#### [What needs to be done]
Reproduce every entry below word for word, leaving out the pictures.

--------------------------------

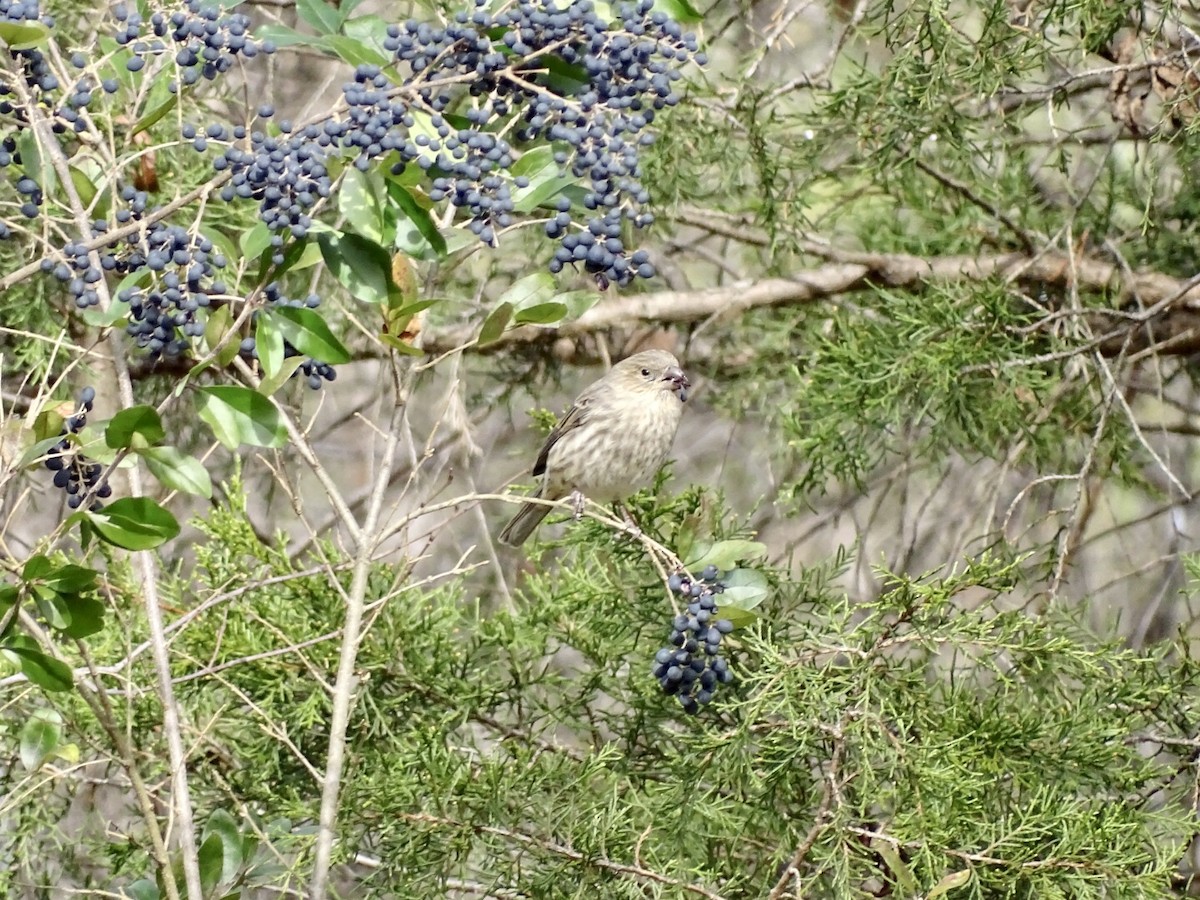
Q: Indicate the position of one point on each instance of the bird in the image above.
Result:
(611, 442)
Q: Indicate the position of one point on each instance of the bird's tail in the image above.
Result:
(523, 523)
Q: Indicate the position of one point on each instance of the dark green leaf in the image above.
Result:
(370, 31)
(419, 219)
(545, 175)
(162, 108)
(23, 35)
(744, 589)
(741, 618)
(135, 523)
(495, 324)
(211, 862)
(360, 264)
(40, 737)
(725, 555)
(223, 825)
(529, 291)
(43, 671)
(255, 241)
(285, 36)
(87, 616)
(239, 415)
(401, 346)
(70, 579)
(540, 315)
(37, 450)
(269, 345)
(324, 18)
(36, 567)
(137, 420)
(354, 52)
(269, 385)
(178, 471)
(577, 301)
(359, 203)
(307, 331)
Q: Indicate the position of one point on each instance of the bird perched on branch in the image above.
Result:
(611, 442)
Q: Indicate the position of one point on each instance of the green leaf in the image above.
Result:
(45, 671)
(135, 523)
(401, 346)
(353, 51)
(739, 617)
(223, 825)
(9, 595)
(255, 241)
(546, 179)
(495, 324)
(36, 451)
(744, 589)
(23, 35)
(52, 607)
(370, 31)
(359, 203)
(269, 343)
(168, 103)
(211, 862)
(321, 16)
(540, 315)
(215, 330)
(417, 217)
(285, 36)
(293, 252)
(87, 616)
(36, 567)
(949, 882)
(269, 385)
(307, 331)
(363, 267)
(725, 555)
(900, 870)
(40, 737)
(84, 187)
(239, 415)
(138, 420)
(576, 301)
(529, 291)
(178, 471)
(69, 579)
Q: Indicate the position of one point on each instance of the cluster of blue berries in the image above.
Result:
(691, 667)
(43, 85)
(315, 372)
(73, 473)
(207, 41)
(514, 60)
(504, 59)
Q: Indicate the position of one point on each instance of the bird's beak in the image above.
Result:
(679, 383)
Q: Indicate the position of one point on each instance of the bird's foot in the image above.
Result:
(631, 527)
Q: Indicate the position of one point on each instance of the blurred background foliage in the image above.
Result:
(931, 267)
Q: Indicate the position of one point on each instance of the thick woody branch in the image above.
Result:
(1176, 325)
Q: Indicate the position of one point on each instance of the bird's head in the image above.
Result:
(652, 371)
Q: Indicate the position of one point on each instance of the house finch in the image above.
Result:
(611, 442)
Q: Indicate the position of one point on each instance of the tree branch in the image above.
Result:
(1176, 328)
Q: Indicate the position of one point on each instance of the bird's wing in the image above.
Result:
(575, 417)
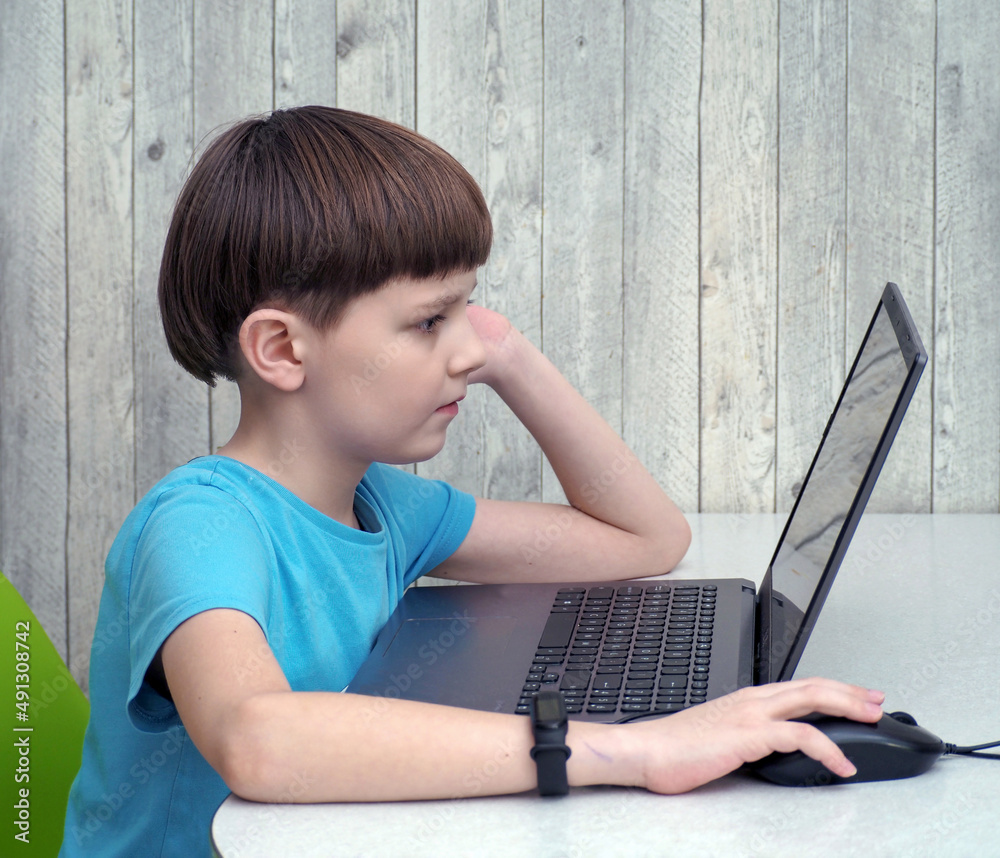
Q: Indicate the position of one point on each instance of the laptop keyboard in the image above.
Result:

--------------------------------

#### [Written reply]
Q: Indicate the position of one point on each instance of the bird in the image above.
Result:
(611, 442)
Q: Indicate the position of one point on each instance of the bird's tail in the image above.
Result:
(523, 523)
Q: Indicate the position of one point on each instance of the dark green leaf in the image above.
Result:
(370, 31)
(419, 219)
(545, 175)
(162, 108)
(23, 35)
(744, 589)
(741, 618)
(135, 523)
(495, 324)
(211, 862)
(360, 264)
(40, 737)
(725, 555)
(223, 825)
(529, 291)
(43, 671)
(255, 241)
(285, 36)
(87, 616)
(239, 415)
(401, 346)
(70, 579)
(540, 315)
(37, 450)
(269, 345)
(324, 18)
(36, 567)
(137, 420)
(354, 52)
(269, 385)
(178, 471)
(577, 301)
(359, 203)
(307, 331)
Q: Indicate the position of one point on each instance of the bird perched on branch in the image above.
Result:
(611, 442)
Q: Indicate the position of one point on each instance of the green leaf in the image above.
Result:
(45, 671)
(135, 523)
(401, 346)
(353, 51)
(739, 617)
(223, 825)
(9, 595)
(255, 241)
(546, 179)
(495, 324)
(36, 451)
(744, 589)
(23, 35)
(52, 607)
(370, 31)
(359, 203)
(269, 343)
(168, 103)
(211, 862)
(321, 16)
(540, 315)
(215, 330)
(417, 217)
(285, 36)
(293, 252)
(87, 616)
(36, 567)
(949, 882)
(269, 385)
(307, 331)
(363, 267)
(725, 555)
(900, 870)
(40, 737)
(84, 187)
(239, 415)
(138, 420)
(576, 301)
(529, 291)
(178, 471)
(69, 579)
Q: Indicate the position of one point on each instance of the cluster of blue berries in the image above.
Result:
(691, 667)
(43, 85)
(315, 372)
(73, 473)
(207, 41)
(514, 60)
(504, 59)
Q: Indicate the position of one point on each instance of the bird's beak in the image above.
Result:
(679, 383)
Q: Indicate the position of one point on each instance of the bird's foot in the image above.
Result:
(631, 527)
Q: Indicate the position of one point on each instance of the blurred background foliage in the image above.
Result:
(931, 267)
Q: Indicate the position of one point on each instance of the thick woody branch in the image above.
Result:
(1176, 325)
Q: Indicate the position of one point on each instance of the bird's head in the image above.
Result:
(652, 371)
Q: Indicate the position of one point on each instance of the house finch in the image above.
Result:
(611, 442)
Q: Indicate the position of one point on each instance of the tree branch in the image above.
Result:
(1176, 328)
Q: Indicate the position of one point on each instance of the bird's wing in the image above.
Result:
(575, 417)
Q: Indicate the position of one point on each instance of the laptop keyboard in the image above.
Result:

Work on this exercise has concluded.